Output nothing but the lines from the line with "Expected behaviour: for every instance of the front" through the end of the listing below, both ends included.

··· Data supplied

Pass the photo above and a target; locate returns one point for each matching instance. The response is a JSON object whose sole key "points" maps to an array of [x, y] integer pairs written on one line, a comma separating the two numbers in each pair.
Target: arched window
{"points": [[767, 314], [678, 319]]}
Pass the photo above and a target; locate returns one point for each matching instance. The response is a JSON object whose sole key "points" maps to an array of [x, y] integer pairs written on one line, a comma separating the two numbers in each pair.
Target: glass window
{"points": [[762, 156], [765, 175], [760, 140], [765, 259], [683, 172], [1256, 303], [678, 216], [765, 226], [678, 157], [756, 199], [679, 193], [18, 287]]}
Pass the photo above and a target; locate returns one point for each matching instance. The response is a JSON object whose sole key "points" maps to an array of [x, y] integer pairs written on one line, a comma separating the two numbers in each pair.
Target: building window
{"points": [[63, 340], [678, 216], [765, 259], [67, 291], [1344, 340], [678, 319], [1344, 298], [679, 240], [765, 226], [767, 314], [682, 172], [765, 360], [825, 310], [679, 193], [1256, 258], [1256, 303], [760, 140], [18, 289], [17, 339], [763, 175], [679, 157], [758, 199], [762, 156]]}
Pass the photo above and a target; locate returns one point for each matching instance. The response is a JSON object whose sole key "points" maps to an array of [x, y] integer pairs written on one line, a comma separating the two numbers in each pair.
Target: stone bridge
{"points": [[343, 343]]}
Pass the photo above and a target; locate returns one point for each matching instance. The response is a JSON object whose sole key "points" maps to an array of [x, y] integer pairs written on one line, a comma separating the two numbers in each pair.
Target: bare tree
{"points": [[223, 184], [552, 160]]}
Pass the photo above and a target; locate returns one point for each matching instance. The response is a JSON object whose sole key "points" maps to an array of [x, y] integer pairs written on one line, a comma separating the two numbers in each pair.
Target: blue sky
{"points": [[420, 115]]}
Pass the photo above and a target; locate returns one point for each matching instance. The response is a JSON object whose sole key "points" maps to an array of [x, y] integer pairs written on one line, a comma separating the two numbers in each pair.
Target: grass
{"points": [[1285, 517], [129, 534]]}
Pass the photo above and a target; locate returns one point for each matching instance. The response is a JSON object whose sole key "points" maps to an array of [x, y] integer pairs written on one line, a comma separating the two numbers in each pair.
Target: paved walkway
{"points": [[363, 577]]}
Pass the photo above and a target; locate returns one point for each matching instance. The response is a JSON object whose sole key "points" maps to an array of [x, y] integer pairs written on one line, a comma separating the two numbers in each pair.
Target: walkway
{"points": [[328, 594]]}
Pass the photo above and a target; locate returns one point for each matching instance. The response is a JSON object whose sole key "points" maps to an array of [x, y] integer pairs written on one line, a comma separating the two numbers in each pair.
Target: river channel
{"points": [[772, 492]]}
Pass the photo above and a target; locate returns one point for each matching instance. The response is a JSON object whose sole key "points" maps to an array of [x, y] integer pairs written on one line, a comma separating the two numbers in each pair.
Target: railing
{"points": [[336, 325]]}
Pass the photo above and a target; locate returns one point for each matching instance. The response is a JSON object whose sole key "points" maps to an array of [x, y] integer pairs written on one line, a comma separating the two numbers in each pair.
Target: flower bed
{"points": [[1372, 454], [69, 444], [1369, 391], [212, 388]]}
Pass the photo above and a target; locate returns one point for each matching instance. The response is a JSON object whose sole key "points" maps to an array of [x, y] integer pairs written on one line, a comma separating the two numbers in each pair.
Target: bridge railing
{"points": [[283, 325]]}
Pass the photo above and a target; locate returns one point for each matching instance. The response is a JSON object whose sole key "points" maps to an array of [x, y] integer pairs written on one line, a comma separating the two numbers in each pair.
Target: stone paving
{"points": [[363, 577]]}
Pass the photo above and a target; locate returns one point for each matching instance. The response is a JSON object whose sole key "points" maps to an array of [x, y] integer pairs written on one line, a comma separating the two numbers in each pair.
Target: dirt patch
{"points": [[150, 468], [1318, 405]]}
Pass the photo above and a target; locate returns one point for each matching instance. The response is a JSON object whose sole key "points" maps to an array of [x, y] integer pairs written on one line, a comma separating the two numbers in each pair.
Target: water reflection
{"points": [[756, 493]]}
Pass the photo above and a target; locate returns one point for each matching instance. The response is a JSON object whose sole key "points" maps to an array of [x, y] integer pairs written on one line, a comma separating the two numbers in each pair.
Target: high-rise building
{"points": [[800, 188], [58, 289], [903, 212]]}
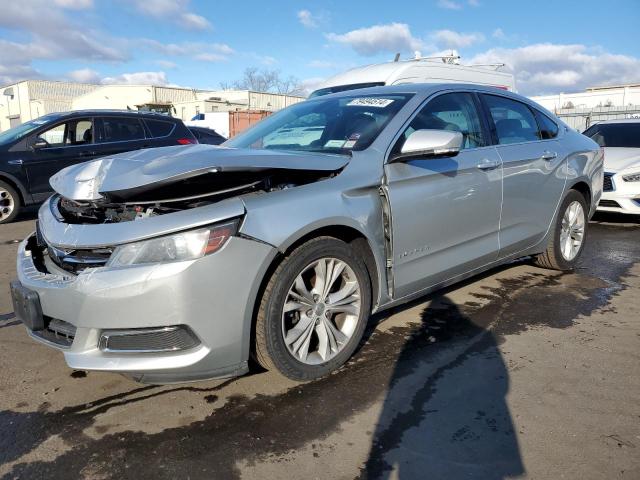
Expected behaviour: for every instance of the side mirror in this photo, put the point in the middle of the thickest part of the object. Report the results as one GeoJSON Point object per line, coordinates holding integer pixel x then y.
{"type": "Point", "coordinates": [430, 143]}
{"type": "Point", "coordinates": [39, 143]}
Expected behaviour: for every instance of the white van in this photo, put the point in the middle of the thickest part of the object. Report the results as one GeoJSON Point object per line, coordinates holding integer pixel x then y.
{"type": "Point", "coordinates": [417, 70]}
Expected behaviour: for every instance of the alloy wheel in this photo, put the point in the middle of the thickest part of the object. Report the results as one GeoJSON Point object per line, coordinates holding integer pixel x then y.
{"type": "Point", "coordinates": [321, 311]}
{"type": "Point", "coordinates": [572, 232]}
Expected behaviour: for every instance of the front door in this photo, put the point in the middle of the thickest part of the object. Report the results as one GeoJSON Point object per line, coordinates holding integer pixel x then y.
{"type": "Point", "coordinates": [445, 211]}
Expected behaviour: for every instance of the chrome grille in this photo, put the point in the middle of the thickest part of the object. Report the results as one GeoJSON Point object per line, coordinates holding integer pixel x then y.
{"type": "Point", "coordinates": [77, 260]}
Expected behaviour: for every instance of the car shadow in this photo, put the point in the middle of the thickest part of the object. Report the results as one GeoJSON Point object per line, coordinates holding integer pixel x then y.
{"type": "Point", "coordinates": [450, 420]}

······

■ **Solution**
Expected behaviour: for every instance of the front door in this photo, put the point in the middle of the thickest part of the object. Report the results as one GeoJSON Point object per line, coordinates holding integer pixel x then y.
{"type": "Point", "coordinates": [445, 211]}
Expected behaviour: for every instance of the chrome grille in this photo, put the point in the middle of the thickest part of the object. Report the results as one GeoJSON Point object per line, coordinates holding integer pixel x then y.
{"type": "Point", "coordinates": [77, 260]}
Expected behaviour: for every instance of the car shadow in this photo, put the point in the middle of the thickest part of the object. Report the results as one GeoJSON Point object per line, coordinates holding integer pixel x then y.
{"type": "Point", "coordinates": [450, 420]}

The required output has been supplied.